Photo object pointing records
•••••
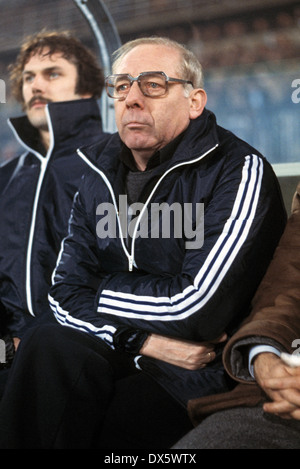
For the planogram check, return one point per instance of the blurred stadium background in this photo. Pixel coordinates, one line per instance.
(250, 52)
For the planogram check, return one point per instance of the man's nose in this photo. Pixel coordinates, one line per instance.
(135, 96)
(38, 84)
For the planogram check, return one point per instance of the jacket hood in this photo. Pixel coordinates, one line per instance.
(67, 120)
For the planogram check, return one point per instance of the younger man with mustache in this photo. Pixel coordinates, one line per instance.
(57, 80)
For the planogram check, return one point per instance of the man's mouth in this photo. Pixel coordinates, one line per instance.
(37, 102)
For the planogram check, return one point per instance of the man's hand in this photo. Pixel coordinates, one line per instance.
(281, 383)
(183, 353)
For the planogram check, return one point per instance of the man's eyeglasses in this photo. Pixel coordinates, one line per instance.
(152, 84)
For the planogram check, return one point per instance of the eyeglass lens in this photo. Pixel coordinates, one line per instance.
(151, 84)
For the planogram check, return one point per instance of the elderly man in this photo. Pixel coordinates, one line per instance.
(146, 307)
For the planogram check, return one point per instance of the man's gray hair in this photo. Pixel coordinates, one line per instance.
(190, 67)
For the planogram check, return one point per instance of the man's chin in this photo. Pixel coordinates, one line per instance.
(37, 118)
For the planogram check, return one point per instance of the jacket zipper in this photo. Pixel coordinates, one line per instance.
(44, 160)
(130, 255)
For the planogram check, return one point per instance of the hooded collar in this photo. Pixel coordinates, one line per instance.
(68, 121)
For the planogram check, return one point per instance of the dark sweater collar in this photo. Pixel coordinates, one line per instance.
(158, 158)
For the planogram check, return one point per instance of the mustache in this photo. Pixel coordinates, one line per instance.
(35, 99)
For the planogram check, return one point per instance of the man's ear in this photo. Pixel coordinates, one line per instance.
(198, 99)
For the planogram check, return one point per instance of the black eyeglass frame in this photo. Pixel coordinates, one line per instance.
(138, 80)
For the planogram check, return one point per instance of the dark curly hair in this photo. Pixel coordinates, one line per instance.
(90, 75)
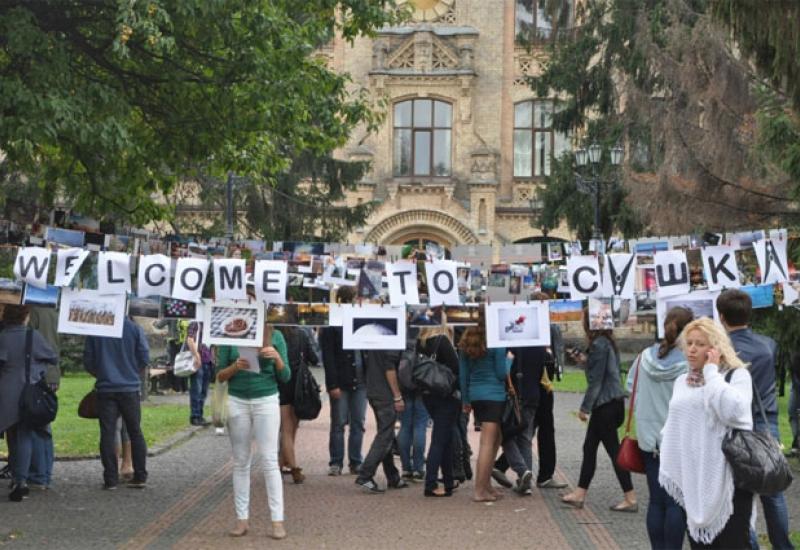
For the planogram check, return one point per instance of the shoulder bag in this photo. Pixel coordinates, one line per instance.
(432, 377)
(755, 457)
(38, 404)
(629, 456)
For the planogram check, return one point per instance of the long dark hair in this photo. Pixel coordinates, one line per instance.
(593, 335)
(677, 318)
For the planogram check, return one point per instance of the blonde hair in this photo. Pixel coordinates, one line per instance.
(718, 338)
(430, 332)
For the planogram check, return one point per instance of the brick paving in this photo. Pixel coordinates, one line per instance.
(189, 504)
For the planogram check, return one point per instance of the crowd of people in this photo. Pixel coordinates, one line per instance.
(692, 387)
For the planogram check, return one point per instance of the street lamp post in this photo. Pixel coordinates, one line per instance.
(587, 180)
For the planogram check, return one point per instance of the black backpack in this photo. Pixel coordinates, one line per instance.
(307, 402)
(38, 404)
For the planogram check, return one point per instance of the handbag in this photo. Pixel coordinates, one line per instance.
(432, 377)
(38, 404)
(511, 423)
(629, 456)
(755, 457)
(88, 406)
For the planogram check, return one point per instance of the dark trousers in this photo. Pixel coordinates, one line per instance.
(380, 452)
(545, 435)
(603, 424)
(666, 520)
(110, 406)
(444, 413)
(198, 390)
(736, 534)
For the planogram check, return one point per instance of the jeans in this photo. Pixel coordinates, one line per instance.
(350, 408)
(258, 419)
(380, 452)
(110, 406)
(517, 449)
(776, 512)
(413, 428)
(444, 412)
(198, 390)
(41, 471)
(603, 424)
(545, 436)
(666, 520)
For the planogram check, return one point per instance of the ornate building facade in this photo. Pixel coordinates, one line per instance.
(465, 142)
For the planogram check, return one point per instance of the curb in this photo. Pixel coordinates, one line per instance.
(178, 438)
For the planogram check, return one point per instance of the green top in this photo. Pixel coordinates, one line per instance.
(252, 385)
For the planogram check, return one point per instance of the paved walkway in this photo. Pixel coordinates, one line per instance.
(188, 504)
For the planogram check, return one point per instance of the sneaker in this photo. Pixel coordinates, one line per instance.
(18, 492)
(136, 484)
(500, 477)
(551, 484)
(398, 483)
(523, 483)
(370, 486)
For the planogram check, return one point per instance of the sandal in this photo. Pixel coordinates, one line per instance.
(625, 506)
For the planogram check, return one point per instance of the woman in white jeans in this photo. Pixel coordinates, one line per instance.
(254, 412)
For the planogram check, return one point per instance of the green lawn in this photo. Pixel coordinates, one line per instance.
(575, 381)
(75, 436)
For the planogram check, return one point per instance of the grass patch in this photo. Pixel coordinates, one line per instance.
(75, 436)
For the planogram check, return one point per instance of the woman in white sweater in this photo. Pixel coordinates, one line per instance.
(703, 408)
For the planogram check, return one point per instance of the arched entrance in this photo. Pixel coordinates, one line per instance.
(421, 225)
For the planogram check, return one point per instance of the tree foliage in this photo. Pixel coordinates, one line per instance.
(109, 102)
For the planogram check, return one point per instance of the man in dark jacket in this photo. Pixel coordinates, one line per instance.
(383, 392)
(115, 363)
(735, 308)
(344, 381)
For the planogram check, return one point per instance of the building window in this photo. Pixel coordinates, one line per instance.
•••••
▸ **Job**:
Repeat only the lines from the one holding "the green lawn" through the last line of the data.

▸ **Completed exercise**:
For the planogram check, return one point per instance of the green lawn in this photo. Pixel coordinates, one line per instance.
(575, 381)
(75, 436)
For the planogram check, return one point per instance of the grass patch in this photo. Pixel coordinates, one line per instance.
(75, 436)
For the planogram check, return one point per instance of the woman in white sweater in this photo. Pixel coordinates, one line per instance.
(703, 408)
For the planogram check, return one point per instance of the arched entrance in this photo. Pixel coordinates, one line per instance.
(421, 225)
For the planogram check, return one point per instance of the tree foliage in this photo. Pixel coordinates, one line per instance.
(109, 102)
For the planogram check, return one point per instance of the man in dark jacket in this photo. Pixel coordinates, one line per instance.
(383, 392)
(115, 363)
(735, 308)
(344, 381)
For the planogram check, return one point per instance of the building window in this photo. Pixel coordinates, one line per instance.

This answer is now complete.